Items from a dataset

/---

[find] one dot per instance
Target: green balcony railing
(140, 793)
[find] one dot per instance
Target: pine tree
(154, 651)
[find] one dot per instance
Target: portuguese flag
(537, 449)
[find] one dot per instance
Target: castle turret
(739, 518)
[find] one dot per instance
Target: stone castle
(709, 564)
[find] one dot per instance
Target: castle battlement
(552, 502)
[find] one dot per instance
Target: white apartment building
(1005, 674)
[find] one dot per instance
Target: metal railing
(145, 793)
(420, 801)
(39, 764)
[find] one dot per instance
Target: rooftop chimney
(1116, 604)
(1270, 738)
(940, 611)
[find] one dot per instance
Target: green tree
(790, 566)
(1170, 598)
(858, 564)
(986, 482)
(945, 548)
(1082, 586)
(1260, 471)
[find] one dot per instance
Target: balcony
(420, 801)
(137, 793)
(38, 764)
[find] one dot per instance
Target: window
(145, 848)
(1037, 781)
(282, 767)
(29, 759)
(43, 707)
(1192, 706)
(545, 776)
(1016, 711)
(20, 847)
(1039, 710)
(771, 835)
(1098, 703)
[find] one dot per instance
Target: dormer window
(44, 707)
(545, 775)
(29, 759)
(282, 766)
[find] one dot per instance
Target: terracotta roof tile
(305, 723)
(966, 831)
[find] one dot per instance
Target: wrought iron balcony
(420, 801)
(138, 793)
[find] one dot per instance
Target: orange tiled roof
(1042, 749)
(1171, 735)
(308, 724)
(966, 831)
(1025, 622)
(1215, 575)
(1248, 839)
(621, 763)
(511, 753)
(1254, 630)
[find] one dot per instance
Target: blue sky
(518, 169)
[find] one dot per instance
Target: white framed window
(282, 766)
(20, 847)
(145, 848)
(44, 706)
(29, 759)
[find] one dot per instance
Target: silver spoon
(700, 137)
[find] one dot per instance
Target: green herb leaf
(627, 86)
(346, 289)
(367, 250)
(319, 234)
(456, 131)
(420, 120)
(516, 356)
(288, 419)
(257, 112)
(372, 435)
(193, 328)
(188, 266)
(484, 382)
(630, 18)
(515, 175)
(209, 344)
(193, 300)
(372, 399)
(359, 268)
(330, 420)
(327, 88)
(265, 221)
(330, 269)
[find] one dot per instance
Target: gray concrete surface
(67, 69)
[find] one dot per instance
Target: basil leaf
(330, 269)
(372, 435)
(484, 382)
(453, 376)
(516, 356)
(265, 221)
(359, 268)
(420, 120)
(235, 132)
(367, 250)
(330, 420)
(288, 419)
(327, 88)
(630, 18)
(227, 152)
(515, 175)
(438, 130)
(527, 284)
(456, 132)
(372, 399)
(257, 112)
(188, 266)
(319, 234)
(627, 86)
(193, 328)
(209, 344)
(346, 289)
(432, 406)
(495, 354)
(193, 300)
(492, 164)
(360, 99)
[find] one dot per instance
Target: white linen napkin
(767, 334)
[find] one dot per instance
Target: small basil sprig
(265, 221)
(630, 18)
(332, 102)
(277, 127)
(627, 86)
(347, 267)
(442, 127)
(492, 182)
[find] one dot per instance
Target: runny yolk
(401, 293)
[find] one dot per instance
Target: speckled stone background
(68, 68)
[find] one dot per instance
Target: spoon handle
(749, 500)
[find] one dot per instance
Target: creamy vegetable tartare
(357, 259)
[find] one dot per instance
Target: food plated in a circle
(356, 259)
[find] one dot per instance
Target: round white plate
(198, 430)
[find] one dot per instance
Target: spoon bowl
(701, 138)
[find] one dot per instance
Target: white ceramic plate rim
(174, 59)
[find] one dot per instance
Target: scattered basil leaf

\---

THE PROBLEM
Pick out and copy every line in the entries above that contains the word "railing". Case counts.

ANSWER TO THIS TASK
Target: green balcony railing
Target: metal railing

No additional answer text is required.